> PROMPT
From the entries below, transcribe exactly the lines between the line holding "Target: belt" and the line holding "Can you find the white flag?", inclusive; skip all other lines.

(Point-per-instance localization data)
_ _ _ _ _

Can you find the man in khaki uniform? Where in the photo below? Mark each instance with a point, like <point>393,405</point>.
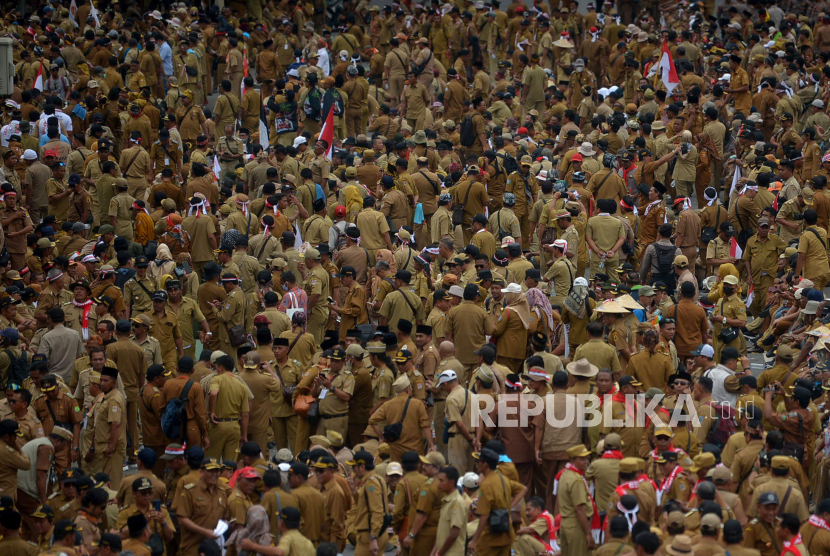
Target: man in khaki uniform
<point>339,386</point>
<point>372,496</point>
<point>730,312</point>
<point>524,186</point>
<point>110,444</point>
<point>138,291</point>
<point>457,412</point>
<point>137,166</point>
<point>318,289</point>
<point>129,358</point>
<point>201,505</point>
<point>283,417</point>
<point>228,410</point>
<point>605,235</point>
<point>230,312</point>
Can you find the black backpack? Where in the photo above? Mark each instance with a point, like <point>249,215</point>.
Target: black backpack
<point>18,368</point>
<point>467,135</point>
<point>665,258</point>
<point>509,163</point>
<point>174,416</point>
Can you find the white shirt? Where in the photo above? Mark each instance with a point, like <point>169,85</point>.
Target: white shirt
<point>166,54</point>
<point>65,121</point>
<point>8,130</point>
<point>718,375</point>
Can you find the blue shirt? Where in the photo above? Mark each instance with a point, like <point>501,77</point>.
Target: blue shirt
<point>166,54</point>
<point>45,139</point>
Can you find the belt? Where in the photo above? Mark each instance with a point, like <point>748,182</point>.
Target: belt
<point>334,416</point>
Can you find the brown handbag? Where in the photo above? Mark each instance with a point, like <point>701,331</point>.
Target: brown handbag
<point>303,404</point>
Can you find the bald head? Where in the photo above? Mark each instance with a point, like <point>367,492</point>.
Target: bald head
<point>446,349</point>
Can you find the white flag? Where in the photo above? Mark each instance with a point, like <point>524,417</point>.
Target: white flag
<point>73,10</point>
<point>735,179</point>
<point>217,170</point>
<point>94,14</point>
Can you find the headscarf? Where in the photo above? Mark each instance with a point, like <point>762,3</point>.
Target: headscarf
<point>537,299</point>
<point>724,270</point>
<point>704,141</point>
<point>163,263</point>
<point>353,202</point>
<point>577,301</point>
<point>388,256</point>
<point>518,303</point>
<point>257,528</point>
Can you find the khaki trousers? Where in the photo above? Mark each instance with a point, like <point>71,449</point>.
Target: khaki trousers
<point>438,425</point>
<point>362,547</point>
<point>460,453</point>
<point>132,428</point>
<point>285,431</point>
<point>337,424</point>
<point>224,440</point>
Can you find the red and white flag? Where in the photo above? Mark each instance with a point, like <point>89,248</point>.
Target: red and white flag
<point>73,10</point>
<point>735,250</point>
<point>38,84</point>
<point>217,169</point>
<point>327,132</point>
<point>668,73</point>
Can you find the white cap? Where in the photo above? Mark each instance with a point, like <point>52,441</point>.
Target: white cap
<point>469,480</point>
<point>457,291</point>
<point>707,351</point>
<point>447,376</point>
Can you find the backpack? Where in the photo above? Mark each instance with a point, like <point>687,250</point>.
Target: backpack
<point>665,258</point>
<point>723,427</point>
<point>18,368</point>
<point>174,416</point>
<point>508,163</point>
<point>467,135</point>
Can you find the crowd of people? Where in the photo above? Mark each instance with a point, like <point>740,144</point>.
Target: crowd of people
<point>293,278</point>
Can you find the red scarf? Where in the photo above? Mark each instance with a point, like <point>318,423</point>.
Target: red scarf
<point>611,393</point>
<point>665,485</point>
<point>816,521</point>
<point>645,478</point>
<point>789,546</point>
<point>548,519</point>
<point>619,397</point>
<point>87,306</point>
<point>595,522</point>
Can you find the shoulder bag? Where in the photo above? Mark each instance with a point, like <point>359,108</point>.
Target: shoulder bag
<point>499,520</point>
<point>392,432</point>
<point>458,209</point>
<point>727,334</point>
<point>709,233</point>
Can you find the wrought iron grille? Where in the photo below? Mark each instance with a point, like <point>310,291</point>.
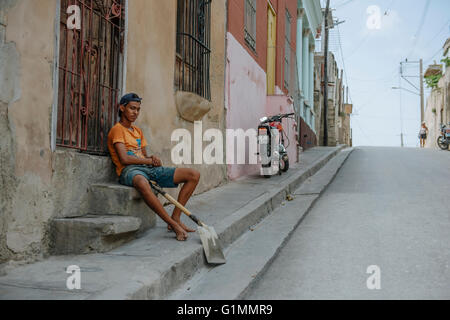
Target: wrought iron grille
<point>193,47</point>
<point>90,72</point>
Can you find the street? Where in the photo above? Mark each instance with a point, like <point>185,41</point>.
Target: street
<point>388,208</point>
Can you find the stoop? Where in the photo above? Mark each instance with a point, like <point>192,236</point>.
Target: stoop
<point>116,214</point>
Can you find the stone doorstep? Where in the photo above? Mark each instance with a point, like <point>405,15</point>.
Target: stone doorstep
<point>91,233</point>
<point>114,199</point>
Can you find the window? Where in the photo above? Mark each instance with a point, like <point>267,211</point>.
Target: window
<point>250,24</point>
<point>287,50</point>
<point>193,47</point>
<point>90,73</point>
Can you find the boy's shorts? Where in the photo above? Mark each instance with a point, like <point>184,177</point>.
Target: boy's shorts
<point>163,176</point>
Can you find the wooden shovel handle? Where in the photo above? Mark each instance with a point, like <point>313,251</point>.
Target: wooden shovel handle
<point>178,205</point>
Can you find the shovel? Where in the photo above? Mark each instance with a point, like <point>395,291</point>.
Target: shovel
<point>208,236</point>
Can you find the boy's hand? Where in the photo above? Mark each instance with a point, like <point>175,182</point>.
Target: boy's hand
<point>156,162</point>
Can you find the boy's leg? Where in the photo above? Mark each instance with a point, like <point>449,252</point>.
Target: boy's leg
<point>190,179</point>
<point>143,186</point>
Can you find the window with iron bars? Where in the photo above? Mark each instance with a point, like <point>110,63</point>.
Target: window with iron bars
<point>287,50</point>
<point>90,74</point>
<point>193,47</point>
<point>250,24</point>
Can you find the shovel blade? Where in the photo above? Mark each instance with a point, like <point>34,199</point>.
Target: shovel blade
<point>211,245</point>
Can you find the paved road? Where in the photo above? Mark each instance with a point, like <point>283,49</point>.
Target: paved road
<point>387,207</point>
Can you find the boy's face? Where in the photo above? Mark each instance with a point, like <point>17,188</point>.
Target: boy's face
<point>131,110</point>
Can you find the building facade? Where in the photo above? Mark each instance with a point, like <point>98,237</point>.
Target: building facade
<point>260,70</point>
<point>309,28</point>
<point>437,110</point>
<point>63,66</point>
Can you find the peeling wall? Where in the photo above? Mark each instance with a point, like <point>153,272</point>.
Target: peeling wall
<point>246,97</point>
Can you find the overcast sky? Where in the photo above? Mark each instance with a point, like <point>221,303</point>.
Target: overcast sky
<point>410,29</point>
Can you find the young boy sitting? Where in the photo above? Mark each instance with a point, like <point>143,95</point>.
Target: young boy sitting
<point>126,144</point>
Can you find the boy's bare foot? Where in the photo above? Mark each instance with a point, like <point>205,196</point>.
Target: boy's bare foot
<point>185,228</point>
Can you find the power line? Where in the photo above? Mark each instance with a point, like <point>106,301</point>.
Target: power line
<point>343,64</point>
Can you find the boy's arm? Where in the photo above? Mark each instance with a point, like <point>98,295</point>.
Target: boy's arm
<point>126,159</point>
<point>156,161</point>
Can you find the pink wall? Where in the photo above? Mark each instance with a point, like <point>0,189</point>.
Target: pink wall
<point>245,97</point>
<point>280,104</point>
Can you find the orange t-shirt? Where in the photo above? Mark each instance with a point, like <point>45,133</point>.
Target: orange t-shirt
<point>134,142</point>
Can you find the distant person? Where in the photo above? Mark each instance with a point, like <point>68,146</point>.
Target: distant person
<point>423,134</point>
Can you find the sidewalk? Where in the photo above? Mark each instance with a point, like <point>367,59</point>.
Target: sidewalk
<point>155,265</point>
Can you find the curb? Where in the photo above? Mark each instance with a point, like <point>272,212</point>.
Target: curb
<point>240,284</point>
<point>228,230</point>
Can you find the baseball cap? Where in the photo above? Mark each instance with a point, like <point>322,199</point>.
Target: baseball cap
<point>129,97</point>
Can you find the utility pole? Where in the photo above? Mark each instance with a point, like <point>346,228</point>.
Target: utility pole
<point>325,91</point>
<point>421,93</point>
<point>401,113</point>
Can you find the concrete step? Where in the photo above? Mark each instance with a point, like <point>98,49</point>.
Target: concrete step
<point>115,199</point>
<point>262,243</point>
<point>155,265</point>
<point>92,233</point>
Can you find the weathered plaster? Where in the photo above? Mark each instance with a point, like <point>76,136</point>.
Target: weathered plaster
<point>246,100</point>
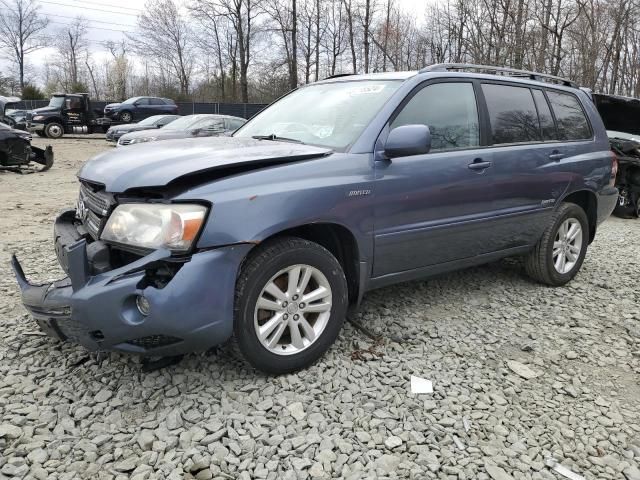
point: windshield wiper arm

_ _ _ _ _

> RESPONSE AREA
Target: belt
<point>334,416</point>
Can you find the brown handbag? Where in the photo above? Mark each instance with a point, like <point>701,331</point>.
Target: brown handbag
<point>303,404</point>
Can you find the bald head? Where in the photo above? Mark each instance with a point, like <point>367,492</point>.
Target: bald head
<point>446,349</point>
Can you find the white flag? Where in the photo above? Mark each instance with a point, like <point>524,417</point>.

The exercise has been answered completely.